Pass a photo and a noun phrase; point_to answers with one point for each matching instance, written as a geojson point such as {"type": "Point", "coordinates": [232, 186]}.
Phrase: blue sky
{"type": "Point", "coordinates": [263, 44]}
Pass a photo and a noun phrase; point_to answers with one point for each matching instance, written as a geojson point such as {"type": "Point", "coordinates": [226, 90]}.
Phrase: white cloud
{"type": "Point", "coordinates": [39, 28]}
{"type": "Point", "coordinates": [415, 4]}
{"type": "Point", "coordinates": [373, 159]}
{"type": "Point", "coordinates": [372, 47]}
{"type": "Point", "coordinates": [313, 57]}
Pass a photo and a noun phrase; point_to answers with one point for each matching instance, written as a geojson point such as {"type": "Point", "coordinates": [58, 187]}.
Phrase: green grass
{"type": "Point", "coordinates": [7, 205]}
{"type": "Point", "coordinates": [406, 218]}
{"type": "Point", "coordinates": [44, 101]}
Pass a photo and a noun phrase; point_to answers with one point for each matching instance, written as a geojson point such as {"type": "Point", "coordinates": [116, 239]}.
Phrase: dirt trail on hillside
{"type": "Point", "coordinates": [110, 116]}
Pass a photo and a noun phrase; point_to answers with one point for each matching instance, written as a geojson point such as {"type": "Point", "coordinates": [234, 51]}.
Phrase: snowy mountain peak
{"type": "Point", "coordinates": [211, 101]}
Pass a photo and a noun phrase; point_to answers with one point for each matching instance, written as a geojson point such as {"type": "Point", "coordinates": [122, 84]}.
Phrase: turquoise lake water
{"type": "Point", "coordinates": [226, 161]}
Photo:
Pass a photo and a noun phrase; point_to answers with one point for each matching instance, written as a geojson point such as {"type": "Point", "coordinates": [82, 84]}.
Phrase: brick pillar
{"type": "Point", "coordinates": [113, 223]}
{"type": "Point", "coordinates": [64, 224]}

_ _ _ _ _ _ _

§ **WHAT THE TASK REQUIRES**: Transcribe the full listing exactly, leaving out no line.

§ **SOLUTION FOR THIS EXERCISE**:
Pass a photo and a noun phrase; point_to answers with one point for each matching instance, written as a geojson point such as {"type": "Point", "coordinates": [232, 186]}.
Phrase: blue sky
{"type": "Point", "coordinates": [263, 44]}
Pass a photo and a noun phrase; point_to answers with one point for each matching instance, written as a geojson point such as {"type": "Point", "coordinates": [226, 90]}.
Phrase: white cloud
{"type": "Point", "coordinates": [39, 28]}
{"type": "Point", "coordinates": [415, 4]}
{"type": "Point", "coordinates": [373, 159]}
{"type": "Point", "coordinates": [372, 47]}
{"type": "Point", "coordinates": [313, 57]}
Pass a photo and a noun phrase; point_to answers with one point for each matching instance, written as a geojson point such as {"type": "Point", "coordinates": [58, 187]}.
Phrase: green grass
{"type": "Point", "coordinates": [7, 205]}
{"type": "Point", "coordinates": [406, 218]}
{"type": "Point", "coordinates": [44, 101]}
Pass a photo and a noun phrase; point_to answers with one point for each matching instance, written as a geojson point such as {"type": "Point", "coordinates": [116, 239]}.
Phrase: dirt trail on hillside
{"type": "Point", "coordinates": [110, 116]}
Pass a photo and a noun phrase; point_to answers with one point for each matching instance, written as a geojson point such as {"type": "Point", "coordinates": [234, 51]}.
Phrase: snowy mountain peak
{"type": "Point", "coordinates": [211, 101]}
Pass a photo and a noun phrase; point_to answers with one point for each matching instance, written as a geojson point such as {"type": "Point", "coordinates": [122, 84]}.
Phrase: turquoise lake water
{"type": "Point", "coordinates": [226, 161]}
Photo:
Pass a photo and a noun phrase; point_to answers with one point for each matching instance, written as a geojson point such as {"type": "Point", "coordinates": [82, 84]}.
Phrase: brick pillar
{"type": "Point", "coordinates": [113, 223]}
{"type": "Point", "coordinates": [64, 224]}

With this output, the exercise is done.